##### Aufgeführte Einträge

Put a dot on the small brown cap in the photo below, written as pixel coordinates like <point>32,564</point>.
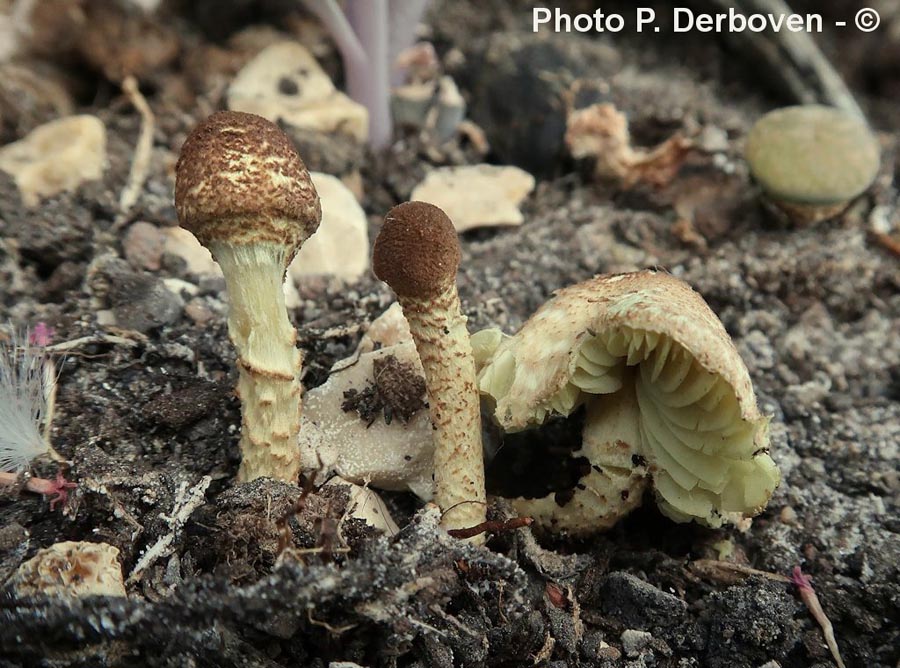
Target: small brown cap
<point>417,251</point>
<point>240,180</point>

##########
##### Aufgeführte Einträge

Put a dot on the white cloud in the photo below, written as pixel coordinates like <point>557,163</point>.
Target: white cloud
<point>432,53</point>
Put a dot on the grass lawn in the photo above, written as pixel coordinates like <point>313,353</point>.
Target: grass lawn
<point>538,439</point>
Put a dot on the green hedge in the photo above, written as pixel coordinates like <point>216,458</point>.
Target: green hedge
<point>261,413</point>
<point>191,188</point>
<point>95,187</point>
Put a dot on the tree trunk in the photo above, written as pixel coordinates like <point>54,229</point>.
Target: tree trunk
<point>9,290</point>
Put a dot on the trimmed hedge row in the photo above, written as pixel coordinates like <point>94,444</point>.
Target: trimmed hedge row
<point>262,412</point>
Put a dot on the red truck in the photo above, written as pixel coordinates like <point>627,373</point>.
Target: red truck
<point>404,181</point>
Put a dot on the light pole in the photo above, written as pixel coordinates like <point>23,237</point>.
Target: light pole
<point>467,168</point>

##########

■ **Details zur Aufgabe**
Zähle die Zeilen der obigen Einträge, in denen die Zeichenfolge „tree“ vorkommt, und gib nur die Anzahl an. Groß- und Kleinschreibung ist zu beachten.

■ **Antwort zur Aufgabe**
2